**Dokument:**
----

Mit dem nachfolgenden Beitrag möchten wir Sie für die Thematik der Ereignisse nach dem Abschlussstichtag sensibilisieren und aufzeigen, ob bzw in welcher Form derartige „subsequent events“ bereits im (geprüften oder ungeprüften) Abschluss für das vorangegangene Geschäftsjahr berücksichtigt werden müssen. 

Im Rahmen der Abschlusserstellung nach internationaler Rechnungslegung regelt IAS 10, wann ein Unternehmen welche Ereignisse nach dem Abschlussstichtag („subsequent events“) in seinem Abschluss bereits zu berücksichtigen hat. 

Der Grundgedanke des IFRS findet sich auch im nationalen Unternehmensrecht: Nach dem in § 201 Abs 2 Z 4 lit b UGB normierten Vorsichts- bzw Imparitätsprinzip sind berücksichtigungspflichtige (werterhellende) und nicht berücksichtigungspflichtige (wertbegründende) Tatsachen zu unterscheiden. Demnach sind erkennbare Risiken und drohende Verluste, die in dem betreffenden oder einem früheren Geschäftsjahr entstanden sind, zu berücksichtigen, auch wenn die Ereignisse erst nach dem Bilanzstichtag bekannt wurden. Tatsachen, die erst nach dem Bilanzstichtag eintreten und keine weiteren Erkenntnisse über bereits zum Bilanzstichtag bestehende Verhältnisse offenbaren, sind hingegen im Abschluss des vorangegangenen Geschäftsjahres noch nicht zu berücksichtigen. Vielmehr sind die Art und finanzielle Auswirkungen wesentlicher Ereignisse seit dem RÄG 2014 nicht mehr im Lagebericht sondern im Anhang von mittelgroßen und großen Gesellschaften zu erläutern. 

Die AFRAC-Stellungnahme 16 behandelt ebenso, in welcher Form und zu welchen Zeitpunkten neu hervorgetretene Erkenntnisse bzw nach dem Bilanzstichtag eingetretene Ereignisse im Abschluss des vorangegangenen Jahres noch zu berücksichtigen sind. Grundsätzlich sind die Mitglieder der Geschäftsführung bzw des Vorstandes verpflichtet, über die Verhältnisse am Abschlussstichtag zum Zeitpunkt der Aufstellung des Jahresabschlusses Kenntnis zu haben und alle für den Ansatz und die Bewertung relevanten Erkenntnisse innerhalb dieses Wertaufhellungszeitraumes zu beschaffen. Diese Pflicht umfasst alle einem ordentlichen und gewissenhaften Unternehmer zumutbaren Maßnahmen.

----

**Material:**
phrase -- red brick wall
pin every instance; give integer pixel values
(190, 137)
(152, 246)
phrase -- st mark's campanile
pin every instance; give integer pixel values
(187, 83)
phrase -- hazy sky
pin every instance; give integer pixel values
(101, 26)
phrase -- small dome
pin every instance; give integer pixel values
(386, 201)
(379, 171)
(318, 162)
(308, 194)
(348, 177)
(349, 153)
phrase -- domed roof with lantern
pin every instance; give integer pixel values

----

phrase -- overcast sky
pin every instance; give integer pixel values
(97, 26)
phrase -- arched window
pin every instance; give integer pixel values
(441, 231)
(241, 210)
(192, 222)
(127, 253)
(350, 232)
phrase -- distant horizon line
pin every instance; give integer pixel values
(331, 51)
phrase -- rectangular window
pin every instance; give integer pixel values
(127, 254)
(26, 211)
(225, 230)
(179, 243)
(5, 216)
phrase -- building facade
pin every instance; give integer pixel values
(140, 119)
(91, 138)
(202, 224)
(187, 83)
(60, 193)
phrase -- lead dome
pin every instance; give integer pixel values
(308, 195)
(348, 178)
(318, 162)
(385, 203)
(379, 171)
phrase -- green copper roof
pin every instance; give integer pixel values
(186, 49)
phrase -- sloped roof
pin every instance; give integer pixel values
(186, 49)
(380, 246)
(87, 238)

----

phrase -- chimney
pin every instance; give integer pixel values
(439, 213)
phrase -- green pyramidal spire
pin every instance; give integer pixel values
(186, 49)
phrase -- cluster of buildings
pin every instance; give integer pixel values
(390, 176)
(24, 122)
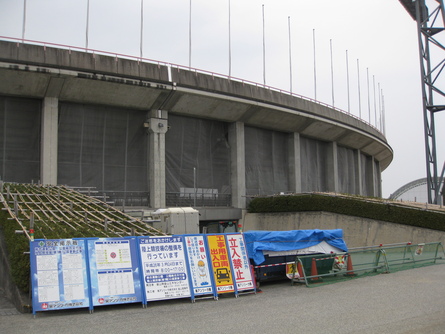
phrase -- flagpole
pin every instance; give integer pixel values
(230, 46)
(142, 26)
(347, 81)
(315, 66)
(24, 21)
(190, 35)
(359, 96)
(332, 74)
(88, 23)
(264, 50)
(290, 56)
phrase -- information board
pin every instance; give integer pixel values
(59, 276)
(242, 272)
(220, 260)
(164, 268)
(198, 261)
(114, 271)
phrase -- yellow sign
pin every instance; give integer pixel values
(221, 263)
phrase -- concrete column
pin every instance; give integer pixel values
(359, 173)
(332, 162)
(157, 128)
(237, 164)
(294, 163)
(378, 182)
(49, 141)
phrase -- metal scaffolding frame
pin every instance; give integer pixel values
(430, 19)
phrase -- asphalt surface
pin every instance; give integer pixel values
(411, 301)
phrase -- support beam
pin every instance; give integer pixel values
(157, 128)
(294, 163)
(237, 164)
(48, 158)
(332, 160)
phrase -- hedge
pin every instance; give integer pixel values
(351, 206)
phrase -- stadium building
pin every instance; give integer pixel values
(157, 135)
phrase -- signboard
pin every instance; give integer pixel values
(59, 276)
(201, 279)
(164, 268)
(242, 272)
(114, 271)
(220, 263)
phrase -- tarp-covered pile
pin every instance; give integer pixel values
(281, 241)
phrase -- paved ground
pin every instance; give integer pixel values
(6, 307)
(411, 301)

----

**Ihre Aufgaben:**
1. Können Sie im Text zu Ereignissen nach dem Abschlussstichtag alles von „Mit dem nachfolgenden“ bis hinunter zu „berücksichtigt werden müssen.“ wiedergeben und dabei „Beitrag“ durch „Artikel“ ersetzen?
2. Können Sie den Text zu Ereignissen nach dem Abschlussstichtag im Anschluss an seinen letzten Satz fortsetzen?
Bei den Daten handelt es sich um gesondertes Material.

**Ergebnisse je Aufgabe:**
1.
Mit dem nachfolgenden Artikel möchten wir Sie für die Thematik der Ereignisse nach dem Abschlussstichtag sensibilisieren und aufzeigen, ob bzw in welcher Form derartige „subsequent events“ bereits im (geprüften oder ungeprüften) Abschluss für das vorangegangene Geschäftsjahr berücksichtigt werden müssen.

2.
Ereignisse zwischen dem Abschlussstichtag eines zu prüfenden Geschäftsjahres und dem Datum des Bestätigungsvermerks

 Bei den Ereignissen nach dem Bilanzstichtag ist also zwischen Werterhellung (bzw Wertaufhellung) und Wertbegründung (bzw Wertänderung) zu unterscheiden:

  • Werterhellende Ereignisse sind bei der Aufstellung des Abschlusses zwingend zu berücksichtigen. Diese Ereignisse liefern Nachweise sowie bessere Erkenntnisse über die Verhältnisse am Bilanzstichtag (Beispiel: ein ausländisches Warenlager wird bei einem Brand kurz VOR dem Bilanzstichtag vernichtet, was jedoch erst kurz nach dem Bilanzstichtag bekannt wird).

  • Wertbegründende Ereignisse dürfen hingegen in der Bilanz und Gewinn- und Verlustrechnung des abgelaufenen Geschäftsjahres noch nicht berücksichtigt werden, sind jedoch bei Wesentlichkeit verpflichtend im Anhang von mittelgroßen und großen Gesellschaften zu erläutern. Wertbegründende Ereignisse zeitigen neue, wertändernde Verhältnisse nach dem Bilanzstichtag (Beispiel: ein ausländisches Warenlager wird bei einem Brand kurz NACH dem Bilanzstichtag vernichtet; bei Wesentlichkeit hat dennoch eine entsprechende Anhangangabe im vorangegangenen Jahresabschluss zu erfolgen). 

Werterhellende Ereignisse können etwa ein im Werterhellungszeitraum ergehendes Gerichtsurteil über eine rechtliche Verpflichtung (bereits) zum Bilanzstichtag sein, oder die Wertminderung einer Forderung am Abschlussstichtag wird durch die Einleitung des Insolvenzverfahrens auf Schuldnerseite schlagend. Die Entdeckung eines Betrugs oder von Fehlern führt zu einer entsprechenden Berichtigungspflicht, da sie den Abschluss wesentlich falsch darstellen können.

Ereignisse nach dem Datum des Bestätigungsvermerks

Für Abschlussersteller endet die Betrachtung der „subsequent events“ zu jenem Zeitpunkt, zu dem der Vorstand die Veröffentlichung des Abschlusses genehmigt. Für Abschlussprüfer im Falle geprüfter Jahresabschlüsse endet die Pflicht zur Berücksichtigung von Ereignissen hingegen mit dem Datum des Bestätigungsvermerks.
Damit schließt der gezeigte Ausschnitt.